Rent Stabilization Commission Returns as Vacancy Rate at 11%

The Rent Stabilization Commission held its first meeting in months on Aug. 4, following the resignation of two of the Commission’s tenant representatives in April. It appears the return to business came none too soon, as the City Council heard updates on the Rent Stabilization Ordinance and the city’s stock of rent stabilized units, which currently sit at an 11% vacancy rate – up from 6.8% the year before.

“I’ve never seen it this high,” said Deputy Director of Rent Stabilization Helen Morales at the Aug. 3 Study Session. The uptick represents more than a 60% rise from last year.

While owners are not required to report why a tenant vacates a rent stabilized unit, Morales said that the timing suggests a possible connection with the pandemic. Morales could not say definitively, but added that rents may have declined as a result of the pandemic, especially given the vacancy rate. 

“The rent amounts may have decreased as a result of that in order to get tenants to move into the units,” she said. The latest data of rent stabilized units shows that the most frequently rented units are one bedroom at an average of $2,260.

In response to a question from Vice Mayor Lili Bosse, Morales said that the city could conduct outreach to landlords and tenants to determine the reasons behind a vacancy. 

“I think we all do want to understand why we have this vacancy [rate],” Bosse said.

The report took stock of the impact of its Rent Stabilization Ordinance, which passed in 2017. Morales said the data showed that “the rent stabilization has helped keep rents down for those households who have longer tenure.”

Mayor Robert Wunderlich dove into the data himself and surfaced with the conclusion that the ordinance has worked. He compared the rent of rent stabilized units with no change in occupancy to rent stabilized units that returned to the market and had an opportunity to adjust to market rate. For one-bedroom apartments, the difference between the two was $2,269 and $2,279. For two-bedroom units, the difference was $3,135 and $3,144. 

“This indicates to me that the ordinance is working, that it’s provided protection against isolated incidents of exorbitant rents, while still not resulting in a large deviation between market rents and the rents under the rent stabilization ordinance,” he said.

Morales also presented the Council with updates on the city’s COVID-19 Rent Subsidy Program, which the City Council approved in September 2020. The program applies to tenants living on multi-family properties that fall under the Rent Stabilization Ordinance, prioritizing seniors and households with children enrolled in Beverly Hills Unified School District (BHUSD). The program offers eligible residents up to $1,000 for three months, with the money going directly to the landlord under the condition that the landlord grants the tenant a year to repay back rent. Landlords also must agree not to evict tenants for a year.

Required actions:
- 1) In the rent stabilization article, when did the City Council approve the COVID-19 Rent Subsidy Program?
- 2) Print the part of the rent stabilization article starting at "Mayor Robert Wunderlich" and ending at "was $3,135 and $3,144.".

Given data:
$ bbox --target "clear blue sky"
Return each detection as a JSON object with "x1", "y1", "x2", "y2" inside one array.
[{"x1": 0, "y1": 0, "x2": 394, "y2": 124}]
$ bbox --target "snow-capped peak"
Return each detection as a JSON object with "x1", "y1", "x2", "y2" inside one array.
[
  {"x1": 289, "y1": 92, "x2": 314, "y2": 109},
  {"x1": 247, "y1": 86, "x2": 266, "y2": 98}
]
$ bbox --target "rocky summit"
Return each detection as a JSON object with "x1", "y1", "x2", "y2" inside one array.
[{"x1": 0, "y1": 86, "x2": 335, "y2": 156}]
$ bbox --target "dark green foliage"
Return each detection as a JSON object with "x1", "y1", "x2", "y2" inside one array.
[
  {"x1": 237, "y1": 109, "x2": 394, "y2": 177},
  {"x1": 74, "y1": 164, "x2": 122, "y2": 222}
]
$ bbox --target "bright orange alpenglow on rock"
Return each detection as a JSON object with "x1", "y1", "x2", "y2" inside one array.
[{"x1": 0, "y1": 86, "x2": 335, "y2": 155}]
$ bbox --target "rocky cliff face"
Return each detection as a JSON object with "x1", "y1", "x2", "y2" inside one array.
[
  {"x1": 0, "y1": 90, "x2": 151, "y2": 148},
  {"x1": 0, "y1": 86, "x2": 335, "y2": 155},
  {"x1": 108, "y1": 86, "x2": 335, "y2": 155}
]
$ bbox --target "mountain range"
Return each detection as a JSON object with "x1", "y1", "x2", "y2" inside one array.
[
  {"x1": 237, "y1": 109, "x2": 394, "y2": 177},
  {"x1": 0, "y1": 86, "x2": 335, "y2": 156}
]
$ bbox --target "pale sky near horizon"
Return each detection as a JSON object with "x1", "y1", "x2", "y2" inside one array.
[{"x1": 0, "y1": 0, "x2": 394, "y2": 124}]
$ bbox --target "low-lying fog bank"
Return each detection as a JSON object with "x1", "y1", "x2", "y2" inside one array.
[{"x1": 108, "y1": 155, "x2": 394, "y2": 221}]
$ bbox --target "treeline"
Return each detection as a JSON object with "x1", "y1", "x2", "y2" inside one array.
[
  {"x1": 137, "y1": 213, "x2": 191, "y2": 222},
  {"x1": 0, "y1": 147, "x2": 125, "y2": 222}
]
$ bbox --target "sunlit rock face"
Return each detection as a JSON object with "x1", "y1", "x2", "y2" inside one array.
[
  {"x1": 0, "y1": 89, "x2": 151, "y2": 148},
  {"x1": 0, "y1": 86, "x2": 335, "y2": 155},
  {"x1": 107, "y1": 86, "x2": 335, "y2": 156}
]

Answers to the exercises:
- 1) September 2020

- 2)
Mayor Robert Wunderlich dove into the data himself and surfaced with the conclusion that the ordinance has worked. He compared the rent of rent stabilized units with no change in occupancy to rent stabilized units that returned to the market and had an opportunity to adjust to market rate. For one-bedroom apartments, the difference between the two was $2,269 and $2,279. For two-bedroom units, the difference was $3,135 and $3,144.